(Saved entries)
────────────────────

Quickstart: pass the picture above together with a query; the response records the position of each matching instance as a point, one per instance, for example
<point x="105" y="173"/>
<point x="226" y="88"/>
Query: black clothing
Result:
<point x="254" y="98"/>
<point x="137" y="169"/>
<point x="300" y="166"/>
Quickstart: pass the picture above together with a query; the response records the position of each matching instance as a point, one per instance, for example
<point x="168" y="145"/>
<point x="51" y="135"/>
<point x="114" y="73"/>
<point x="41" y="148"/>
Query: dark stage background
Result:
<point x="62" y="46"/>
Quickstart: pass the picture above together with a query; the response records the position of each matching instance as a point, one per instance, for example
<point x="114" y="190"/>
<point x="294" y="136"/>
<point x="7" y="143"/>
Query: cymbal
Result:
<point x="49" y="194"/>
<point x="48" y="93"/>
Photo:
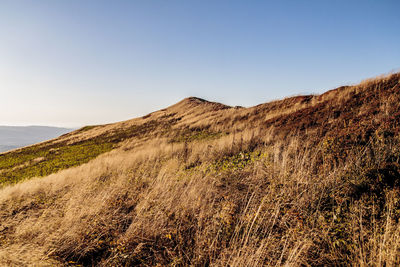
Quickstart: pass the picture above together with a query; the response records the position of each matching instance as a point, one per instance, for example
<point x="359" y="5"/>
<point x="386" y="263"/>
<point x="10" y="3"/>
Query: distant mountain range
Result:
<point x="12" y="137"/>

────────────────────

### To do
Could you retype all of the rows above line for line, without any change and with the pictures left out?

### Correct response
Quickstart: pass the picture above together with a query; the response records the position of each matching instance as a point, one per instance, for example
<point x="105" y="173"/>
<point x="226" y="88"/>
Query: black clothing
Result:
<point x="254" y="98"/>
<point x="137" y="169"/>
<point x="300" y="166"/>
Quickstart: pass the picture above together with a query; the response records the position of each matching instance as a point, one per instance, for example
<point x="168" y="145"/>
<point x="51" y="135"/>
<point x="114" y="73"/>
<point x="41" y="148"/>
Query: dark stage background
Result:
<point x="62" y="46"/>
Quickstart: pass the picture above together with a query; the response records the position of each matching instance as a point, one per instance, for example
<point x="114" y="190"/>
<point x="294" y="136"/>
<point x="7" y="143"/>
Query: cymbal
Result:
<point x="49" y="194"/>
<point x="48" y="93"/>
Photo:
Quickstart: pass the picture above together with a query; the response records the position of each matching instance as a point, one per instance, for example
<point x="359" y="5"/>
<point x="386" y="263"/>
<point x="10" y="3"/>
Query: distant mountain range
Result:
<point x="12" y="137"/>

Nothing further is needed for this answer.